▶ **TASK BRIEF**: Turn every line of the records below into a Markdown table with two columns, Row and Text. Number the lines in order under Row, put each line under Text, and skip blank lines.

-------------------------

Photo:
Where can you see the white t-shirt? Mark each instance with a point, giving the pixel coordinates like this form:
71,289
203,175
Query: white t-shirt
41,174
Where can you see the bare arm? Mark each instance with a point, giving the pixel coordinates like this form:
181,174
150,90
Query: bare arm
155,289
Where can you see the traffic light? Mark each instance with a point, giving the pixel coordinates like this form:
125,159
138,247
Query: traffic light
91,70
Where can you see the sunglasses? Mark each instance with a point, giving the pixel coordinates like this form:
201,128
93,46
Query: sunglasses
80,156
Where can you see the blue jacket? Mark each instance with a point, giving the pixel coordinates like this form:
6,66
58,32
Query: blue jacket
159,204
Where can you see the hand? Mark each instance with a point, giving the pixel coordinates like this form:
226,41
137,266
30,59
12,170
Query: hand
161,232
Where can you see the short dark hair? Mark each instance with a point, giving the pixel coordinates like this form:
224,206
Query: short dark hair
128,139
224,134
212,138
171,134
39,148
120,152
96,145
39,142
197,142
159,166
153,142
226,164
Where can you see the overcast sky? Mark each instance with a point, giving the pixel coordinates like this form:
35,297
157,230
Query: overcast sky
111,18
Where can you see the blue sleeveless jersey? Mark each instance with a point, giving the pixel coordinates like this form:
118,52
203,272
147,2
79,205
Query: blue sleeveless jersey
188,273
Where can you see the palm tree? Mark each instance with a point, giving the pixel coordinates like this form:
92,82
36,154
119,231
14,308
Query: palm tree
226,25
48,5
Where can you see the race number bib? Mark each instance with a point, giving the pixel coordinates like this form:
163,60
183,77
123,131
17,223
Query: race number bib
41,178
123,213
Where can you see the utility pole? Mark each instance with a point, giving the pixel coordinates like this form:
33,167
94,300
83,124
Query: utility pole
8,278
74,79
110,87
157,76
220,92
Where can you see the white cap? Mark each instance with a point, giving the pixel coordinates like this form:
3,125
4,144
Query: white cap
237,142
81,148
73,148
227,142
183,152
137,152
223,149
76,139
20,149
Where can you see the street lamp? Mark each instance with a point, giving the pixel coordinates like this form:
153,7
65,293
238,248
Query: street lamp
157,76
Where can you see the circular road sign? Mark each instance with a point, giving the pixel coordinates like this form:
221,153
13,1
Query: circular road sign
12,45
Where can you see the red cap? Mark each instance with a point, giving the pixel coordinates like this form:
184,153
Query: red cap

-------------------------

▶ **PROBLEM SOLUTION**:
| Row | Text |
|---|---|
| 1 | Photo: |
| 2 | Where can you see the white t-shirt? Mark each instance with a point, giving the pixel coordinates like this form: |
| 3 | 71,289 |
| 4 | 203,175 |
| 5 | Query: white t-shirt |
| 6 | 41,174 |
| 7 | Where can you see the bare arm? Mark each instance with a point, giving the pixel coordinates like this form: |
| 8 | 181,174 |
| 9 | 150,90 |
| 10 | Query: bare arm |
| 11 | 155,289 |
| 12 | Where can you see the traffic light? Mark each instance with a point, giving the pixel coordinates like this form: |
| 13 | 125,159 |
| 14 | 138,247 |
| 15 | Query: traffic light |
| 16 | 91,70 |
| 17 | Where can you see the sunglasses? Mark each instance with a point, giving the pixel coordinates like this form: |
| 18 | 201,128 |
| 19 | 93,46 |
| 20 | Query: sunglasses |
| 21 | 80,156 |
| 22 | Where can you see the blue jacket? Mark each instance with a point, giving the pixel coordinates like this form: |
| 23 | 6,66 |
| 24 | 58,32 |
| 25 | Query: blue jacket |
| 26 | 159,204 |
| 27 | Where can you see the hand? Mark each instance with a point, giving the pixel coordinates like this form: |
| 28 | 226,41 |
| 29 | 137,266 |
| 30 | 30,59 |
| 31 | 12,170 |
| 32 | Query: hand |
| 33 | 161,232 |
| 34 | Where can you see the short dark hair? Mark each instance with a point, giving the pixel coordinates like this form: |
| 35 | 224,206 |
| 36 | Query: short dark hair |
| 37 | 128,139 |
| 38 | 224,134 |
| 39 | 212,138 |
| 40 | 171,134 |
| 41 | 39,148 |
| 42 | 120,152 |
| 43 | 96,145 |
| 44 | 39,142 |
| 45 | 197,142 |
| 46 | 159,166 |
| 47 | 153,142 |
| 48 | 226,164 |
| 49 | Where can you see the overcast sky? Mark each instance with a point, giving the pixel coordinates like this form: |
| 50 | 35,297 |
| 51 | 157,230 |
| 52 | Query: overcast sky |
| 53 | 111,18 |
| 54 | Where can you see the blue sleeveless jersey? Mark each instance with a point, giving the pixel coordinates like this form: |
| 55 | 118,52 |
| 56 | 203,272 |
| 57 | 147,2 |
| 58 | 79,205 |
| 59 | Query: blue sleeveless jersey |
| 60 | 188,273 |
| 61 | Where can you see the palm tree? Mark each instance with a point, giving the pixel coordinates like this form: |
| 62 | 92,82 |
| 63 | 36,154 |
| 64 | 119,231 |
| 65 | 14,308 |
| 66 | Query: palm tree |
| 67 | 226,25 |
| 68 | 48,5 |
| 69 | Where can you see the race number bib? Mark each instance with a point, giving the pixel coordinates like this form: |
| 70 | 163,60 |
| 71 | 183,77 |
| 72 | 123,131 |
| 73 | 17,223 |
| 74 | Query: race number bib |
| 75 | 41,178 |
| 76 | 123,213 |
| 77 | Where can you see the utility pole? Mark each instance with a point, giving the pixel coordinates like this form: |
| 78 | 33,167 |
| 79 | 94,300 |
| 80 | 83,124 |
| 81 | Query: utility pole |
| 82 | 8,278 |
| 83 | 74,79 |
| 84 | 110,87 |
| 85 | 157,76 |
| 86 | 220,92 |
| 87 | Where can you see the white cap? Mark each instance with a point, giving the pixel coordinates like this form: |
| 88 | 3,125 |
| 89 | 4,144 |
| 90 | Query: white cap |
| 91 | 237,142 |
| 92 | 81,148 |
| 93 | 73,148 |
| 94 | 227,142 |
| 95 | 183,152 |
| 96 | 137,152 |
| 97 | 223,149 |
| 98 | 76,139 |
| 99 | 20,149 |
| 100 | Where can you see the street lamp? Mark each instance with a point, giving the pixel coordinates like this form: |
| 101 | 153,7 |
| 102 | 65,293 |
| 103 | 238,248 |
| 104 | Query: street lamp |
| 105 | 157,76 |
| 106 | Where can you see the circular road sign? Mark each instance with a point, giving the pixel coordinates like this form: |
| 107 | 221,153 |
| 108 | 13,1 |
| 109 | Query: circular road sign |
| 110 | 12,45 |
| 111 | Where can you see the red cap? Mark each instance with a point, giving the pixel coordinates like this form: |
| 112 | 184,153 |
| 113 | Query: red cap |